** Supplied entries follows **

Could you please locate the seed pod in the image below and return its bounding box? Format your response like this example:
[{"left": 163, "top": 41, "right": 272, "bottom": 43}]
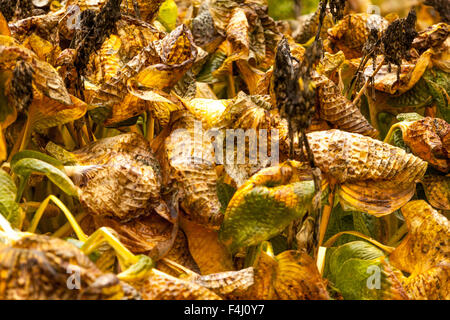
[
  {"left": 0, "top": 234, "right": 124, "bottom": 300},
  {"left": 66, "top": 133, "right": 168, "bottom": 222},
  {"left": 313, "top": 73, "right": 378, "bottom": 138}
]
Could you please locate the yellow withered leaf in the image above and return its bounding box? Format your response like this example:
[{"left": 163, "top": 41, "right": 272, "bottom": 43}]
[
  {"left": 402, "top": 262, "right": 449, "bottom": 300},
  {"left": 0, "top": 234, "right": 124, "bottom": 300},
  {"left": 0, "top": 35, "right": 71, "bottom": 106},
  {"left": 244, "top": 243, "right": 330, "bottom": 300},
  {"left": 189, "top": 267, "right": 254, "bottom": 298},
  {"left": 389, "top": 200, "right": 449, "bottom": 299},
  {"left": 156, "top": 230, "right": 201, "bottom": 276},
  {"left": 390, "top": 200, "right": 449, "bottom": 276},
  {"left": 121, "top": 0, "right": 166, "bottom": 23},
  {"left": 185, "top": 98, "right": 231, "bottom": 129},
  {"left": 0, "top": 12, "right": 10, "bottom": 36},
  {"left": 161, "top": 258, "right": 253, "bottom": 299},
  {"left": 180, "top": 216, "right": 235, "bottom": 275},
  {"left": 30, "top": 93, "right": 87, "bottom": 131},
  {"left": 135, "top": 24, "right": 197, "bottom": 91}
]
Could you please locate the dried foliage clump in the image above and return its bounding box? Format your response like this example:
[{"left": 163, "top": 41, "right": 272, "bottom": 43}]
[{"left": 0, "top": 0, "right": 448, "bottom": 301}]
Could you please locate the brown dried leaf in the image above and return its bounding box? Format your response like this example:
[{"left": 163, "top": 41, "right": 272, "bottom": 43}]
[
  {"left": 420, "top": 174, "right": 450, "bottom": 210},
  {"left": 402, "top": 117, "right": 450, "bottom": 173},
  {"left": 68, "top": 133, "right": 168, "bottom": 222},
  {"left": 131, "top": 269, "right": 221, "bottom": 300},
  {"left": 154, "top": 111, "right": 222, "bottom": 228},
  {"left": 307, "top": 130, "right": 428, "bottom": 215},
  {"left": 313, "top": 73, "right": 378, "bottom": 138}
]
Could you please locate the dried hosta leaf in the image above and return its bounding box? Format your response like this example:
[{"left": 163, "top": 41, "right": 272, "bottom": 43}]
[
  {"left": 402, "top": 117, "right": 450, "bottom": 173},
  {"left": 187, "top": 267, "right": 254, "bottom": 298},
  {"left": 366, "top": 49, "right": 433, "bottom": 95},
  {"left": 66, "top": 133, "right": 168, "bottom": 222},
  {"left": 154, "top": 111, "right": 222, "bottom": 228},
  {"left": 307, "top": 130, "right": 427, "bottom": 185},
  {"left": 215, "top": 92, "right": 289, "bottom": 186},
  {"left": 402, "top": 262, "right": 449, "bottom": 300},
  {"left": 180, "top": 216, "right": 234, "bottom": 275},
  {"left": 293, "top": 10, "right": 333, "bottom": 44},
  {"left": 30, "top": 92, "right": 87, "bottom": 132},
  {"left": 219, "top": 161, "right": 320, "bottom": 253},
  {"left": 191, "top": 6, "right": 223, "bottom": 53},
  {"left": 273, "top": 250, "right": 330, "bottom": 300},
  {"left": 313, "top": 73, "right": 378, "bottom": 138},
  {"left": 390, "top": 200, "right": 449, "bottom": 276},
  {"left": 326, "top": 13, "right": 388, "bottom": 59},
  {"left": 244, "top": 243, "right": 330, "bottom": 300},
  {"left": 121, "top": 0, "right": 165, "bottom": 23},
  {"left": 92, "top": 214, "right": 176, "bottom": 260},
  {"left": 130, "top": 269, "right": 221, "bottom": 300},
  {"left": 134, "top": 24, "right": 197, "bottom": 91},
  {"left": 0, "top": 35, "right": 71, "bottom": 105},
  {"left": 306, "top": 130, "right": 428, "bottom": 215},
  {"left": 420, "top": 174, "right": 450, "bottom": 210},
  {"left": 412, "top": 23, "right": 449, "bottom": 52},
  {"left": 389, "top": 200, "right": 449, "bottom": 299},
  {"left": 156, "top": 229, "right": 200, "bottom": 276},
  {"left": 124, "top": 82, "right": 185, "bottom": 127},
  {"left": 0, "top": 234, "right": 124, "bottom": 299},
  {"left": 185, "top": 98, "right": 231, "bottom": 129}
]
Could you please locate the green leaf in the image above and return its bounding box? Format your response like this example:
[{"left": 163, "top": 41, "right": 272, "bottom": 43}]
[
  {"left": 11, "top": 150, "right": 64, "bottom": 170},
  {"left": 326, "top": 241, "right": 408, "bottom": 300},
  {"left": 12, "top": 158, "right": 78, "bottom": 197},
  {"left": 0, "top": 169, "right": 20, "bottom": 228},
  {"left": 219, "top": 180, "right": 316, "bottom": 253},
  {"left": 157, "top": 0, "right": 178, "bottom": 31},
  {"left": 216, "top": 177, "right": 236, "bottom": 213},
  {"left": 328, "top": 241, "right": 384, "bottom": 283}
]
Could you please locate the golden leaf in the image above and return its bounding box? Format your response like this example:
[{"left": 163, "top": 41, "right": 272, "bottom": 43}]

** End of Supplied entries **

**Prompt**: Keep the pictures out and transcribe the entries exactly.

**Problem solution**:
Could you please locate the seed pod in the image below and return its bounding box? Format your response like this example:
[{"left": 163, "top": 41, "right": 272, "bottom": 43}]
[
  {"left": 0, "top": 234, "right": 124, "bottom": 300},
  {"left": 66, "top": 133, "right": 168, "bottom": 222},
  {"left": 313, "top": 73, "right": 378, "bottom": 138}
]
Could you please locate the yellow withered leaf in the image above and return its bounding box? Format your response like this example:
[{"left": 163, "top": 41, "right": 272, "bottom": 43}]
[
  {"left": 402, "top": 262, "right": 449, "bottom": 300},
  {"left": 0, "top": 234, "right": 124, "bottom": 300},
  {"left": 0, "top": 35, "right": 71, "bottom": 106},
  {"left": 244, "top": 243, "right": 330, "bottom": 300},
  {"left": 189, "top": 267, "right": 254, "bottom": 298},
  {"left": 389, "top": 200, "right": 449, "bottom": 299},
  {"left": 156, "top": 230, "right": 201, "bottom": 276},
  {"left": 390, "top": 200, "right": 449, "bottom": 276},
  {"left": 121, "top": 0, "right": 166, "bottom": 23},
  {"left": 185, "top": 98, "right": 231, "bottom": 129},
  {"left": 0, "top": 12, "right": 10, "bottom": 36},
  {"left": 161, "top": 258, "right": 253, "bottom": 299},
  {"left": 180, "top": 216, "right": 235, "bottom": 275},
  {"left": 30, "top": 93, "right": 87, "bottom": 131},
  {"left": 135, "top": 24, "right": 197, "bottom": 91}
]
Could you please locate the dried foliage clump in the image above and return its bounding box? Format your response like this example:
[{"left": 163, "top": 41, "right": 272, "bottom": 43}]
[{"left": 0, "top": 0, "right": 448, "bottom": 301}]
Could you please locate the brown dried leaf in the image above and return its bounding box? Format your response like this example:
[{"left": 163, "top": 41, "right": 272, "bottom": 43}]
[
  {"left": 420, "top": 174, "right": 450, "bottom": 210},
  {"left": 402, "top": 117, "right": 450, "bottom": 173},
  {"left": 68, "top": 133, "right": 168, "bottom": 222},
  {"left": 131, "top": 269, "right": 221, "bottom": 300},
  {"left": 154, "top": 111, "right": 222, "bottom": 228},
  {"left": 307, "top": 130, "right": 428, "bottom": 215},
  {"left": 313, "top": 73, "right": 378, "bottom": 138}
]
Could you please locate the dried hosta leaf in the image above and return its bounding box? Format your response like this example:
[{"left": 163, "top": 41, "right": 272, "bottom": 43}]
[
  {"left": 402, "top": 117, "right": 450, "bottom": 173},
  {"left": 187, "top": 267, "right": 254, "bottom": 298},
  {"left": 366, "top": 49, "right": 433, "bottom": 95},
  {"left": 66, "top": 133, "right": 168, "bottom": 222},
  {"left": 154, "top": 111, "right": 222, "bottom": 228},
  {"left": 307, "top": 130, "right": 427, "bottom": 185},
  {"left": 215, "top": 92, "right": 289, "bottom": 186},
  {"left": 402, "top": 262, "right": 449, "bottom": 300},
  {"left": 180, "top": 216, "right": 234, "bottom": 275},
  {"left": 293, "top": 10, "right": 333, "bottom": 44},
  {"left": 30, "top": 92, "right": 87, "bottom": 132},
  {"left": 219, "top": 161, "right": 320, "bottom": 253},
  {"left": 191, "top": 6, "right": 223, "bottom": 53},
  {"left": 273, "top": 250, "right": 330, "bottom": 300},
  {"left": 313, "top": 73, "right": 378, "bottom": 138},
  {"left": 390, "top": 200, "right": 449, "bottom": 276},
  {"left": 326, "top": 13, "right": 388, "bottom": 59},
  {"left": 244, "top": 243, "right": 330, "bottom": 300},
  {"left": 121, "top": 0, "right": 165, "bottom": 23},
  {"left": 92, "top": 214, "right": 176, "bottom": 260},
  {"left": 130, "top": 269, "right": 221, "bottom": 300},
  {"left": 134, "top": 24, "right": 197, "bottom": 91},
  {"left": 0, "top": 35, "right": 71, "bottom": 105},
  {"left": 306, "top": 130, "right": 428, "bottom": 215},
  {"left": 420, "top": 174, "right": 450, "bottom": 210},
  {"left": 412, "top": 23, "right": 449, "bottom": 52},
  {"left": 389, "top": 200, "right": 449, "bottom": 299},
  {"left": 156, "top": 229, "right": 200, "bottom": 276},
  {"left": 124, "top": 82, "right": 185, "bottom": 127},
  {"left": 0, "top": 234, "right": 124, "bottom": 299},
  {"left": 185, "top": 98, "right": 231, "bottom": 129}
]
Could you please locate the green leaf in the image above and return its bounding box? Format your response like this example:
[{"left": 163, "top": 41, "right": 272, "bottom": 43}]
[
  {"left": 11, "top": 150, "right": 64, "bottom": 170},
  {"left": 326, "top": 241, "right": 408, "bottom": 300},
  {"left": 12, "top": 158, "right": 78, "bottom": 197},
  {"left": 0, "top": 169, "right": 20, "bottom": 228},
  {"left": 219, "top": 180, "right": 316, "bottom": 253},
  {"left": 157, "top": 0, "right": 178, "bottom": 31},
  {"left": 216, "top": 177, "right": 236, "bottom": 213},
  {"left": 328, "top": 241, "right": 384, "bottom": 283}
]
Could you please locate the golden leaf in the image above and return its bounding box? Format your response like this example:
[{"left": 163, "top": 41, "right": 272, "bottom": 43}]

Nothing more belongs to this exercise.